_Passage_:
One of the reasons Maxi Lopez was sold lies in the way Catania were taught to play during training camp and the pre-season. Constant movement is required up front and the Argentinian, who is mobile enough but more of a target man, did not fit the bill completely.
Gonzalo Bergessio, signed last summer after a convincing loan spell last season, is the nominal centre-forward, with Gomez and Pablo Barrientos cutting in from wide positions where full-backs Giovanni Marchese and Marco Motta may pop up.
Montella's best decision this year may have been to position Francesco Lodi, the 28-year-old midfielder, in the centre of the pitch. Last year, after he joined on loan during the winter transfer market, Lodi had been deployed by Diego Simeone as an inside left in a 4-1-4-1, but Montella overcame concerns about Lodi's defensive abilities and gave him the freedom of midfield, where he's usually flanked by Almiron (on the left) and Mariano Izco, who can both cover for him when not in possession.
Lodi's sweet left foot has helped Catania on many occasions, on free-kicks and penalties, and Montella's ability to utilise his strengths instead of concentrating on his weaknesses has been another positive for him this season.

_Image region labeling entries_:
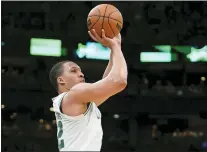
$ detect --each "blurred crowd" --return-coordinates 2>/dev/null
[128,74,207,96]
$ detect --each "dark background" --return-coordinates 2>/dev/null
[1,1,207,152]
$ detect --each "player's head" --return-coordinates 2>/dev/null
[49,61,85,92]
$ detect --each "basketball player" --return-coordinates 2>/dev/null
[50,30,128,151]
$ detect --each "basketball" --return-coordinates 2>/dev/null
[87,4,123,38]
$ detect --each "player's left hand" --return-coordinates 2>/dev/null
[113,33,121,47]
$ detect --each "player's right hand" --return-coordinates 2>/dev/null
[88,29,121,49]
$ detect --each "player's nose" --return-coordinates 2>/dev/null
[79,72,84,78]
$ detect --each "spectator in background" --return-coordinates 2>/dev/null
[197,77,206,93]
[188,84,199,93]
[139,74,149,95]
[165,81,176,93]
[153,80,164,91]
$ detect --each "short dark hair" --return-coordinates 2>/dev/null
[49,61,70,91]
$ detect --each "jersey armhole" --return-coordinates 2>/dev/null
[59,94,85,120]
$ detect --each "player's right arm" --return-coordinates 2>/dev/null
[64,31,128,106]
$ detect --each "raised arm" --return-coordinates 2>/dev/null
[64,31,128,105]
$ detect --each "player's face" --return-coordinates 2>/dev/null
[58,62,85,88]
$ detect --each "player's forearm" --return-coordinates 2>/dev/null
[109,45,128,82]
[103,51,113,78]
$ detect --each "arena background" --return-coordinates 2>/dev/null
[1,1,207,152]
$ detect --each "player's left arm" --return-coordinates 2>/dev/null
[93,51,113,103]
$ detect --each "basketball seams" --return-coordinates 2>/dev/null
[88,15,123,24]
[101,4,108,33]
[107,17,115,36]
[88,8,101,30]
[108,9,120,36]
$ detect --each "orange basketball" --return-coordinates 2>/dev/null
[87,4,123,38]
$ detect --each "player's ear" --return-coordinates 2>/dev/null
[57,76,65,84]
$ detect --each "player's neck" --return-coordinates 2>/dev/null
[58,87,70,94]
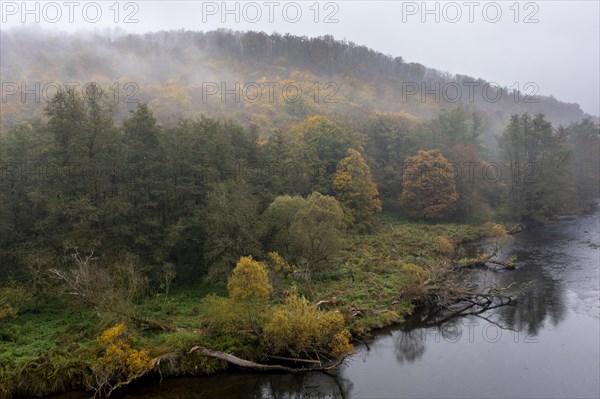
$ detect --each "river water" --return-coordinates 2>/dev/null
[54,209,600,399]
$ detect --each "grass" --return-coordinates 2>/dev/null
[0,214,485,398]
==
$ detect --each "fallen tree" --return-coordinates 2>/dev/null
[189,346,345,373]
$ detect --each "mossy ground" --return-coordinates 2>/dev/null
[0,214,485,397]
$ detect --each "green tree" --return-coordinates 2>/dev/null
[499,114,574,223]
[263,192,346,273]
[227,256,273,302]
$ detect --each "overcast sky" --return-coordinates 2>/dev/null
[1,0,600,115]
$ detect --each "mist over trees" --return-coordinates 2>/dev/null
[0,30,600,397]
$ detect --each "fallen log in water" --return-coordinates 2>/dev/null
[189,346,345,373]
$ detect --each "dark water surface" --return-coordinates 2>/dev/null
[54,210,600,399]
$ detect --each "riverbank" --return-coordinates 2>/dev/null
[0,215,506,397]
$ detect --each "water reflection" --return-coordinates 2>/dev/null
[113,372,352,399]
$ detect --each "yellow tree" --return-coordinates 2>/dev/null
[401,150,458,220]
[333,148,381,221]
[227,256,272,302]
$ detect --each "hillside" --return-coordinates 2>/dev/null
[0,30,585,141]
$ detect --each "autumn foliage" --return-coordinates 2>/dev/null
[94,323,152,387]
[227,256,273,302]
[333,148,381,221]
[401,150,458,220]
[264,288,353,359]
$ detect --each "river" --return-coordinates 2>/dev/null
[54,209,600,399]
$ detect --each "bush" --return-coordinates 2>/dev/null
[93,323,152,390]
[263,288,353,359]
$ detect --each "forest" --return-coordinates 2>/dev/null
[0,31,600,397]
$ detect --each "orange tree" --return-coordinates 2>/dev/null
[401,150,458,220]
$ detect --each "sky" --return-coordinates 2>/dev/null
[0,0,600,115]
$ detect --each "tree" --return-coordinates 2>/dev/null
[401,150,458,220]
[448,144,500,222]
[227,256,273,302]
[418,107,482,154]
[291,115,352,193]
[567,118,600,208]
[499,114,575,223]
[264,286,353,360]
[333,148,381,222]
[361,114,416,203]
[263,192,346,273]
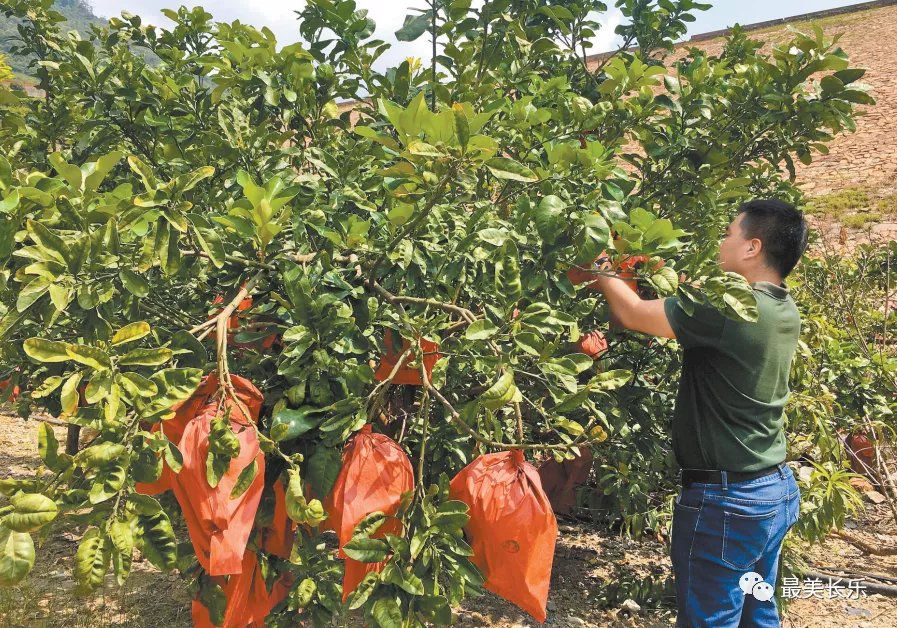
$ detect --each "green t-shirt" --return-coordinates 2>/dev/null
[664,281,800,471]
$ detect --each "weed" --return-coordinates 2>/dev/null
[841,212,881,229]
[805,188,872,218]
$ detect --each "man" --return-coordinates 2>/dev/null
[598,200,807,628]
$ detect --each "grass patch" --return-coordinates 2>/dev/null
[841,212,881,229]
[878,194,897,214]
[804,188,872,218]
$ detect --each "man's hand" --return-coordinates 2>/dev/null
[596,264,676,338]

_Work to do_:
1. Copy the stretch of the Catania passage from "Lodi's sweet left" through "him this season.".
2. Using the passage on Catania's tactics, answer yes or no to each statement and quote the words that decide it: (a) Francesco Lodi is 28 years old. (b) Gonzalo Bergessio was signed without first playing for Catania on loan. (c) Diego Simeone used Lodi as an inside left in a 4-1-4-1.
3. Continue the passage on Catania's tactics from its final sentence.
The data is separate material with no connection to the passage on Catania's tactics.

_Responses in order_:
1.
Lodi's sweet left foot has helped Catania on many occasions, on free-kicks and penalties, and Montella's ability to utilise his strengths instead of concentrating on his weaknesses has been another positive for him this season.

2.
(a) Yes: "Francesco Lodi, the 28-year-old midfielder"
(b) No: "signed last summer after a convincing loan spell last season"
(c) Yes: "had been deployed by Diego Simeone as an inside left in a 4-1-4-1"

3.
Catania, who were once followed by more than 40,000 supporters for a relegation play-off in Rome, do not play in the most stylish of places; in fact, the Cibali (now named after iconic, folkish long-time chairman Angelo Massimino) looks like it did in the 1970s, a hundred light years away from places like the Juventus Stadium, but this at least provides a different background to visiting players and fans, the latter usually penned in a less than attractive section of the ground.
Old-style badge, old-style colours, a modern, almost futuristic, attitude towards buying and selling players, and perhaps Europe beckoning then - although one suspects Catania, should they qualify for the Europa League, would celebrate shortly then immediately follow the despicable Italian way of considering that tournament a nuisance rather than an opportunity.
Any way you look at it, a side that took baby steps under Montella at the beginning of the season has now turned them into elephant steps, which can hardly seem inappropriate, considering local history.